** Exercise aim **
Retype the stretch of the listing from the line containing "find the gecko front leg" through the end of the listing, changing nothing.

-- BEGIN Material for this exercise --

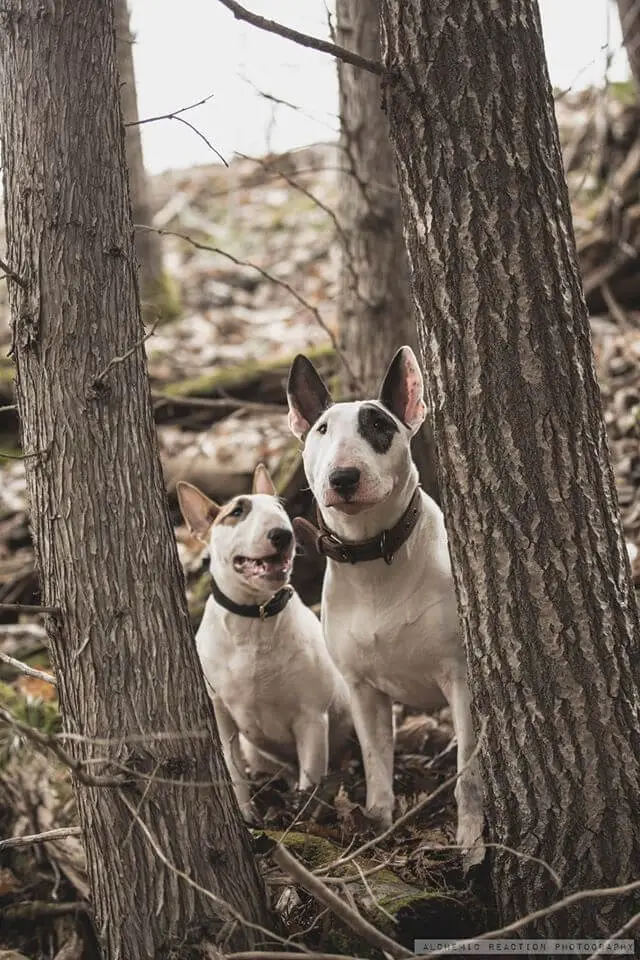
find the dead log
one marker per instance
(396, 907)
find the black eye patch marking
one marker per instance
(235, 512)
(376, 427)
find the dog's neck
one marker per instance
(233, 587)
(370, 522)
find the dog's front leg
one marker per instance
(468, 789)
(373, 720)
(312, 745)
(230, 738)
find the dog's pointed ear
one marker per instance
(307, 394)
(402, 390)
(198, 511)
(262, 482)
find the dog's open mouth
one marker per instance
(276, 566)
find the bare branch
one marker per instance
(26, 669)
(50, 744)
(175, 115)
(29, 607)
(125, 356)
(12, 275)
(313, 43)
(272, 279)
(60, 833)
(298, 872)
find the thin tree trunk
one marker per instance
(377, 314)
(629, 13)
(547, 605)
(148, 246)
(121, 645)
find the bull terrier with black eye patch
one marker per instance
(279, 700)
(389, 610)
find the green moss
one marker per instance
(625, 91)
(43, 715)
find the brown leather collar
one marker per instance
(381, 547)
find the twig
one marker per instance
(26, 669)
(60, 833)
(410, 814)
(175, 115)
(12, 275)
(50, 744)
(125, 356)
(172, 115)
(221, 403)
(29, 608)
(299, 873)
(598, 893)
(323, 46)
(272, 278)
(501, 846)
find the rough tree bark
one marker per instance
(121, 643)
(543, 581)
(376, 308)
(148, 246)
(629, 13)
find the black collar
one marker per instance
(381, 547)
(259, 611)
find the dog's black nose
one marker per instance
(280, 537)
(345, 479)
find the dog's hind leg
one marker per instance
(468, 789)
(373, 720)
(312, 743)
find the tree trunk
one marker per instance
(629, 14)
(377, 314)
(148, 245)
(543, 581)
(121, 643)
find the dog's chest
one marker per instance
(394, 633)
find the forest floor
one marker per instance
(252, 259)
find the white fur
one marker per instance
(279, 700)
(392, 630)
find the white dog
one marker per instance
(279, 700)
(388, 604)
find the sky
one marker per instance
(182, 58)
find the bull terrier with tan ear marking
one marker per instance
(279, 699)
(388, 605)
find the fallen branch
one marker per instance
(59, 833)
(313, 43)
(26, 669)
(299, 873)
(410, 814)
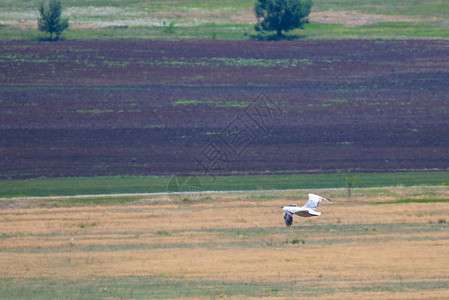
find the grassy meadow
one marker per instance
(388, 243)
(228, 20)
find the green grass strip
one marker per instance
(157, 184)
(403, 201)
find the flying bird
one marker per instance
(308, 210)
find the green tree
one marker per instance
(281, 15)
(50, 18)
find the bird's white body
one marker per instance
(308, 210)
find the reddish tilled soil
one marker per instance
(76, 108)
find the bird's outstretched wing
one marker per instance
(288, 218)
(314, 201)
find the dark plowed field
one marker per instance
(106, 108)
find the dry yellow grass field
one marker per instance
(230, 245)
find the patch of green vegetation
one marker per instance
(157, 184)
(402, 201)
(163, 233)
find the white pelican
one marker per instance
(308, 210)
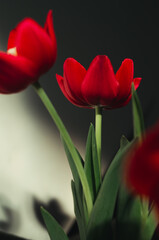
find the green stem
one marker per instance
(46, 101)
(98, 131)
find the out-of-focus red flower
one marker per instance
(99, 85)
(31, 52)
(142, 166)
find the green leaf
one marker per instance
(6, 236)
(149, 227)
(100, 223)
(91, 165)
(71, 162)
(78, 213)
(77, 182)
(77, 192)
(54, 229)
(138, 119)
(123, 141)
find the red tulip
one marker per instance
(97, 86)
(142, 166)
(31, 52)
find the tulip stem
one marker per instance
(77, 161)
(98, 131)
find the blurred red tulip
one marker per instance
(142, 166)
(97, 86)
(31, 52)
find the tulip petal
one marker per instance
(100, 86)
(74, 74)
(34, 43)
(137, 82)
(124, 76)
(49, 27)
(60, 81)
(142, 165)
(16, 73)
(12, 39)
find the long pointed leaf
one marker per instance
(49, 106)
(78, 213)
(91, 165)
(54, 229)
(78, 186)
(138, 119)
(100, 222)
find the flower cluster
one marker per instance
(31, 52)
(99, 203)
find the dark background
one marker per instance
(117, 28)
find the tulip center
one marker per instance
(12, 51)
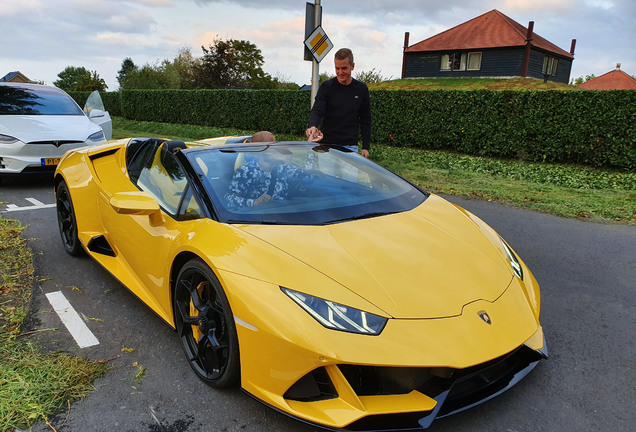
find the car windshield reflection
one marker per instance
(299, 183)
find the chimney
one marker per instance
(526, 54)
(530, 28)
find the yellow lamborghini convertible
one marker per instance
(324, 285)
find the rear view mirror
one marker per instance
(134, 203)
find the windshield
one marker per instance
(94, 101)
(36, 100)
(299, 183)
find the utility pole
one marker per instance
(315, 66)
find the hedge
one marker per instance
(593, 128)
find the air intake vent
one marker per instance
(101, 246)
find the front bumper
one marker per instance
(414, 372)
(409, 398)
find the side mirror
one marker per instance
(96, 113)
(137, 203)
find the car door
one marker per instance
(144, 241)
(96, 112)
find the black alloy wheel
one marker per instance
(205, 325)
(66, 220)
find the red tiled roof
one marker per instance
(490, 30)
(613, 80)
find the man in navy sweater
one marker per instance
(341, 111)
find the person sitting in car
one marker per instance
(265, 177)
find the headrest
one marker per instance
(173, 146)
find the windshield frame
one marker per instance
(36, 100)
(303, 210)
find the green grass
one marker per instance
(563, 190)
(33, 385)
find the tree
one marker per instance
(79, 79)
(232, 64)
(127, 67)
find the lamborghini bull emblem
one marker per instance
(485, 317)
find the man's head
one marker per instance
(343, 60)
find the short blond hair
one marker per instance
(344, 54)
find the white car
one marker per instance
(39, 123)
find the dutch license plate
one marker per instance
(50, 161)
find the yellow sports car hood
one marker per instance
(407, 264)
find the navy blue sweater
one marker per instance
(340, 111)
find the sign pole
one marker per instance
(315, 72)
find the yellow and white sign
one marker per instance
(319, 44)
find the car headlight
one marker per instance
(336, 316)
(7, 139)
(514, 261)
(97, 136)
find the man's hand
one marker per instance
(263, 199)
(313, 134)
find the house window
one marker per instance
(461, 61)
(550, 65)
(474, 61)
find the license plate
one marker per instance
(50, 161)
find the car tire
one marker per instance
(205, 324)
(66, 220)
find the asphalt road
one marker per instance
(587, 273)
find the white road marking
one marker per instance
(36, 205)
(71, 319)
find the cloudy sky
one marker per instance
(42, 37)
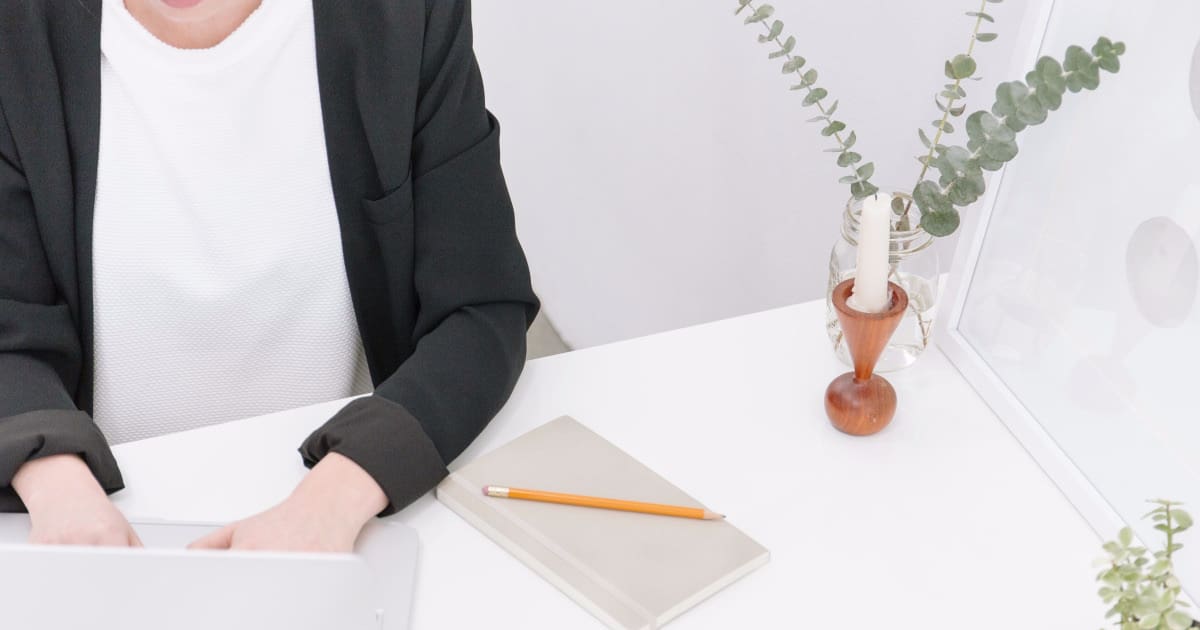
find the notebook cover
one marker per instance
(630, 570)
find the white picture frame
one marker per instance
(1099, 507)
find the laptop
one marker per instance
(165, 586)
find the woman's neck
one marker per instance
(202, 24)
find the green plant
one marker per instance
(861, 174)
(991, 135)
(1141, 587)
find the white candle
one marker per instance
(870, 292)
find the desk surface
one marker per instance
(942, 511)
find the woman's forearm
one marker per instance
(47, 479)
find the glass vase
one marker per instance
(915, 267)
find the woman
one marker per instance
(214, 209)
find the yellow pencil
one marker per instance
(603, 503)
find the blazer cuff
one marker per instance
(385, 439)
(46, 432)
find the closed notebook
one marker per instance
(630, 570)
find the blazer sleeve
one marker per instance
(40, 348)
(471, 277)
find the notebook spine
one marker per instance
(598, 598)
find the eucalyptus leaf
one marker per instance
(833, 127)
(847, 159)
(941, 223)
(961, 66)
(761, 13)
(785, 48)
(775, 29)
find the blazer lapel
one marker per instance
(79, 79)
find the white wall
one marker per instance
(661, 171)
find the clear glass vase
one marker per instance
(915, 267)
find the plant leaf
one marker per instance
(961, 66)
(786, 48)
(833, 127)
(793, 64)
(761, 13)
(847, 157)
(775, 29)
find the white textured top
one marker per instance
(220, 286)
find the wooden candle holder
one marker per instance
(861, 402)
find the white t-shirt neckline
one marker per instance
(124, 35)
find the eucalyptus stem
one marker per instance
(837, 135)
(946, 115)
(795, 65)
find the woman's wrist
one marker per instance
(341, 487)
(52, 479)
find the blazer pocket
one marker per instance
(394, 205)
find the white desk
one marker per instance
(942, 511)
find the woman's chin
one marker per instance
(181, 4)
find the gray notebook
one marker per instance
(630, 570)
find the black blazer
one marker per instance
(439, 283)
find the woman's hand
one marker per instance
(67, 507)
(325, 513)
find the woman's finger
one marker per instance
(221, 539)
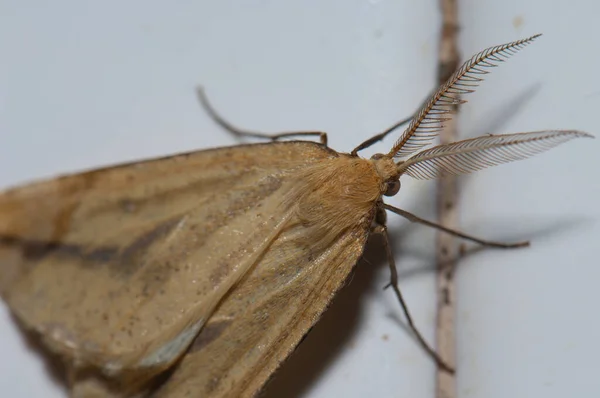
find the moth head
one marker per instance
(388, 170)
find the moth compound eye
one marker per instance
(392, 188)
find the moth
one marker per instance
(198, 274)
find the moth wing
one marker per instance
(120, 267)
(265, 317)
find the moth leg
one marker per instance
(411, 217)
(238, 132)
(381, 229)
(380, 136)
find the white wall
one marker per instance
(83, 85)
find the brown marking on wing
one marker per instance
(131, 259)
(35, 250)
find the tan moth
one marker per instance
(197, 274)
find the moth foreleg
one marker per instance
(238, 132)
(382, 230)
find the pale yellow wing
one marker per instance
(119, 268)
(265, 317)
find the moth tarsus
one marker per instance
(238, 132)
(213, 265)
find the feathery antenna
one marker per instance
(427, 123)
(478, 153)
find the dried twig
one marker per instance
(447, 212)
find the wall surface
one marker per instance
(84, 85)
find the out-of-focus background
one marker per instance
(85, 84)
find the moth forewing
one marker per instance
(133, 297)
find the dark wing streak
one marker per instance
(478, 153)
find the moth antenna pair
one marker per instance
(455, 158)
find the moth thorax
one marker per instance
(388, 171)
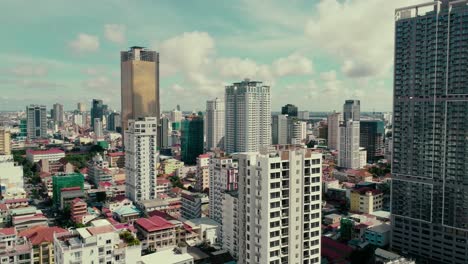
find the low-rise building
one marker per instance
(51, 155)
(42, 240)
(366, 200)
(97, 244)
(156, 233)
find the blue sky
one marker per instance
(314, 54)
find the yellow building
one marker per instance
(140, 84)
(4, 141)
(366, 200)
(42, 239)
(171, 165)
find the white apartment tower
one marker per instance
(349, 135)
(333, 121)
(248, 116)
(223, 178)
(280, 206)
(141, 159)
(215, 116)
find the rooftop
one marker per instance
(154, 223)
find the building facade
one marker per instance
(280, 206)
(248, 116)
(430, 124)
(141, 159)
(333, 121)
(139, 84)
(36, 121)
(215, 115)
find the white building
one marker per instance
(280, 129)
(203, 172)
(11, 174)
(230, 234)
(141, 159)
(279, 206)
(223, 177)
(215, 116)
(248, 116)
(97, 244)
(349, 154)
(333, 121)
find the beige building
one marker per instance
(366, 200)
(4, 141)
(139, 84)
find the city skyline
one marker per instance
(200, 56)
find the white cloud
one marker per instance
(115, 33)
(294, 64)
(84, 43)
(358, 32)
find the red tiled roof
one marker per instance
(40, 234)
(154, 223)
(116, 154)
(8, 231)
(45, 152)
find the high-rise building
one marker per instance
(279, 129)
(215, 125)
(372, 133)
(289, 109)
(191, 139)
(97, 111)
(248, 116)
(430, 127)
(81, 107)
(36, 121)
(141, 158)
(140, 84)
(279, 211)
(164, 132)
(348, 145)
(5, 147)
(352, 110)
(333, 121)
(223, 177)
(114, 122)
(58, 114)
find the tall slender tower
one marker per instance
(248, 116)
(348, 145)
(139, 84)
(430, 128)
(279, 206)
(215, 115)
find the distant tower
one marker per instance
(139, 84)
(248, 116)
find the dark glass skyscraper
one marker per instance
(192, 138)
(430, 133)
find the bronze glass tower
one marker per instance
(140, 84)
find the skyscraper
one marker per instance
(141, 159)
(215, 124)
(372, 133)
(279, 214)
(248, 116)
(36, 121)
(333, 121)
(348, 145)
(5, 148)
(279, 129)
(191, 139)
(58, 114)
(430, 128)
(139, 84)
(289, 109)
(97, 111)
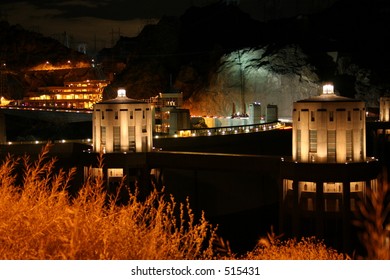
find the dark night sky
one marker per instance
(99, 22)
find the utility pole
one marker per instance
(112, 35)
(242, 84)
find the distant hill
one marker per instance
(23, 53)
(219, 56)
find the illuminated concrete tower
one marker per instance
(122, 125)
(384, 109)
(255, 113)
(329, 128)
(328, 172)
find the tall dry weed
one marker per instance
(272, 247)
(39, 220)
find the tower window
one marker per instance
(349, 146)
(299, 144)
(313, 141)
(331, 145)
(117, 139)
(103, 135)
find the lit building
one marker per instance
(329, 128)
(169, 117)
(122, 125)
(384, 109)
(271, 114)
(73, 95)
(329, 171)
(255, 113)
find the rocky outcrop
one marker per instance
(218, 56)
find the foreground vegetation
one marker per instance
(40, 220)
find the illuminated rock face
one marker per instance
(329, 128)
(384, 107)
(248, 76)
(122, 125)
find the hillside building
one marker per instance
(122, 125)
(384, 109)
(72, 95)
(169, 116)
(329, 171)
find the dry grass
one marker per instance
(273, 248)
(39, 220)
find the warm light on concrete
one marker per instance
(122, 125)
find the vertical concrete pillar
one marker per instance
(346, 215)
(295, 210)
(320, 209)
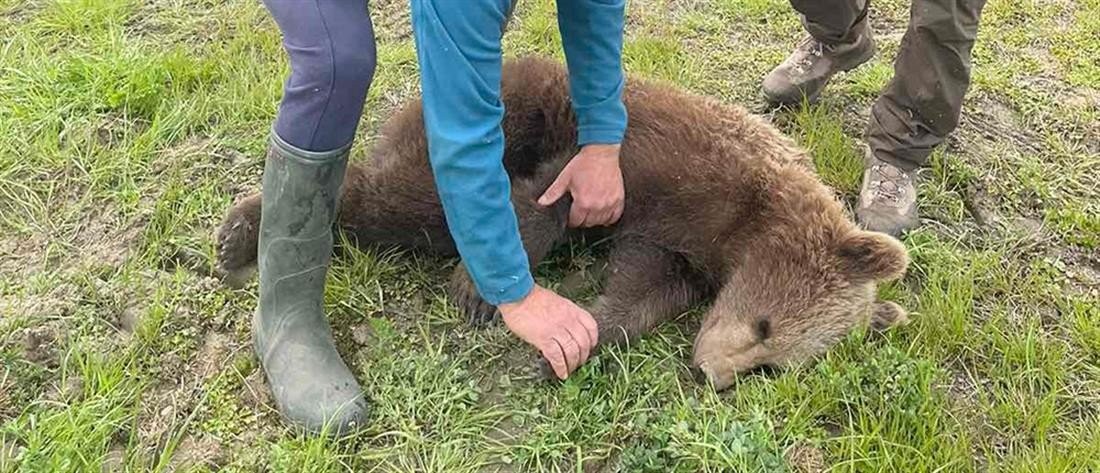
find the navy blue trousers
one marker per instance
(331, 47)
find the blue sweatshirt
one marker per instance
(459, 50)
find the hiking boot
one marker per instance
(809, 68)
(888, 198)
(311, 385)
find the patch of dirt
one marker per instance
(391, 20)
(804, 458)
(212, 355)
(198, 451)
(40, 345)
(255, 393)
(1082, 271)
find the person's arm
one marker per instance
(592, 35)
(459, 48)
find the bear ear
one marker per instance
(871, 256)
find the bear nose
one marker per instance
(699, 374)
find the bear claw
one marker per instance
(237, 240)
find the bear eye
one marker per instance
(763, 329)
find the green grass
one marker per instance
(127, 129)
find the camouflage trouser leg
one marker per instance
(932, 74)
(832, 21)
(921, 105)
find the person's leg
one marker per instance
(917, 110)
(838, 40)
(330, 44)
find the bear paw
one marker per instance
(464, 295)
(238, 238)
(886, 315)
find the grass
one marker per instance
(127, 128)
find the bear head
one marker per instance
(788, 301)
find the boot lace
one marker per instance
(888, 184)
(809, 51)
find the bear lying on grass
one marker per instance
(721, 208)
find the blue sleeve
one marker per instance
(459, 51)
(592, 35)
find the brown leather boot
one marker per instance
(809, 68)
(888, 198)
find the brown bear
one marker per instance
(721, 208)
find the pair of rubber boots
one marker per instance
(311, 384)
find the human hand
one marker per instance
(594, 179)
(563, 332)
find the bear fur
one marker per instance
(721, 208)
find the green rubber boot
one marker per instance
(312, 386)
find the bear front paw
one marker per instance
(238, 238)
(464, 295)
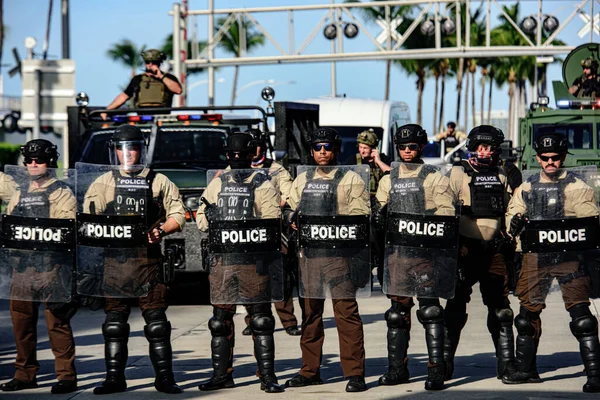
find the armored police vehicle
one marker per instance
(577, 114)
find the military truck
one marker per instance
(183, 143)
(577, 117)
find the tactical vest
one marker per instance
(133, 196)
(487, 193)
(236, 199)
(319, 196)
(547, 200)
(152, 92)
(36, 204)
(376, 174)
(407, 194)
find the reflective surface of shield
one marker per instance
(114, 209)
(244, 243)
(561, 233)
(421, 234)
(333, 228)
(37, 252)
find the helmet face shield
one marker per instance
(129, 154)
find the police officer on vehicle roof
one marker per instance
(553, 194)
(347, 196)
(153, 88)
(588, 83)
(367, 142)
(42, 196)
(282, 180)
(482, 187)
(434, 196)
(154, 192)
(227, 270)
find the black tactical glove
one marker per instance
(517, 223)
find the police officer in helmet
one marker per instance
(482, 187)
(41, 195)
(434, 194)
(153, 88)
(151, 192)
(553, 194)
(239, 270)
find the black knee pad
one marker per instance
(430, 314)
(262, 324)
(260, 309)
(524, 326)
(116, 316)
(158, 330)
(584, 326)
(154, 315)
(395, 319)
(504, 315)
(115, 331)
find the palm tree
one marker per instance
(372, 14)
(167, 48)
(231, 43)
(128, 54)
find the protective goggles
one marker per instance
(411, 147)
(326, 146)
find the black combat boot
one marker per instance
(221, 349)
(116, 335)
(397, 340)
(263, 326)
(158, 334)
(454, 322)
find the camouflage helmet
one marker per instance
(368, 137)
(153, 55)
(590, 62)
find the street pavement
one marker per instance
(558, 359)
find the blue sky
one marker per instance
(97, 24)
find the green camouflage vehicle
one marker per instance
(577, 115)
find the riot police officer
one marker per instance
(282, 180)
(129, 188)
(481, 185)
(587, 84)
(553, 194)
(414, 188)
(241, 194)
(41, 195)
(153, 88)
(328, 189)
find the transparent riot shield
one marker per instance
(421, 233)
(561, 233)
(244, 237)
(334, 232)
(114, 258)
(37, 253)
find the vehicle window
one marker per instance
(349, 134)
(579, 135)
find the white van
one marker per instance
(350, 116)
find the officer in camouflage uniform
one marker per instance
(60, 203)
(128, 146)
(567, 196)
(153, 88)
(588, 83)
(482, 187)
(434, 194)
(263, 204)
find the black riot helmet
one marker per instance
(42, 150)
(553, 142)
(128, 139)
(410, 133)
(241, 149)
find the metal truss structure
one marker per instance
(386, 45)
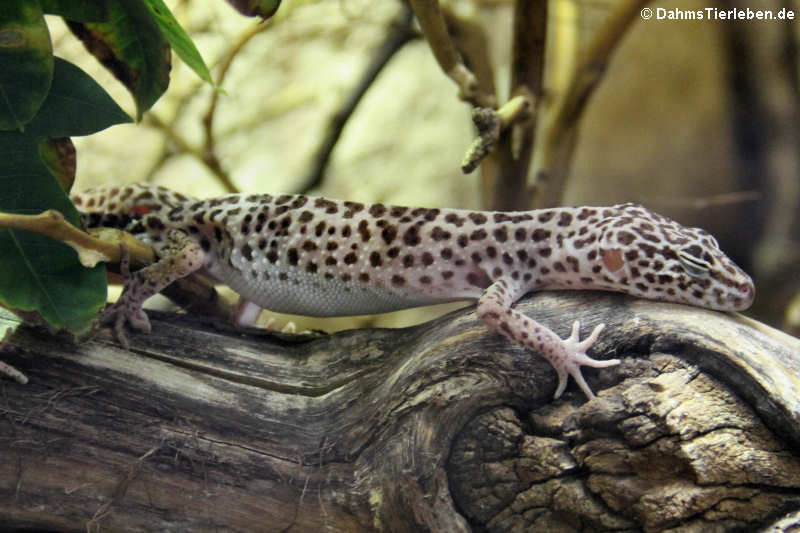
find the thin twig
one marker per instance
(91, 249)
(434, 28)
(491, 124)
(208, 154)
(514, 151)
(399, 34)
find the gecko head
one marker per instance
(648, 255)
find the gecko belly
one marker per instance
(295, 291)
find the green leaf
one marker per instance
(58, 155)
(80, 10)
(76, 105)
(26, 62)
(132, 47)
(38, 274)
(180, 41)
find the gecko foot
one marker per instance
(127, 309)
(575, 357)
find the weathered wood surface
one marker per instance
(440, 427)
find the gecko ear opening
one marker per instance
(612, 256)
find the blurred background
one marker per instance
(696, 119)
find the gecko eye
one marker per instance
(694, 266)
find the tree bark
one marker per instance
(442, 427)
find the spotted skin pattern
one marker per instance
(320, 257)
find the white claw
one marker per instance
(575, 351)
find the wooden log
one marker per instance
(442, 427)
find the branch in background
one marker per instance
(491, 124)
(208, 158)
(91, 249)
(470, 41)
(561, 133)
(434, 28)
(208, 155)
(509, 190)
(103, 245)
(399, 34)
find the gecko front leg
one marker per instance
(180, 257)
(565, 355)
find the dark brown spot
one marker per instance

-- END Material for this exercise --

** Solution **
find the gecko front leg
one marker per instance
(180, 257)
(565, 355)
find the dark brown spot
one marker per instance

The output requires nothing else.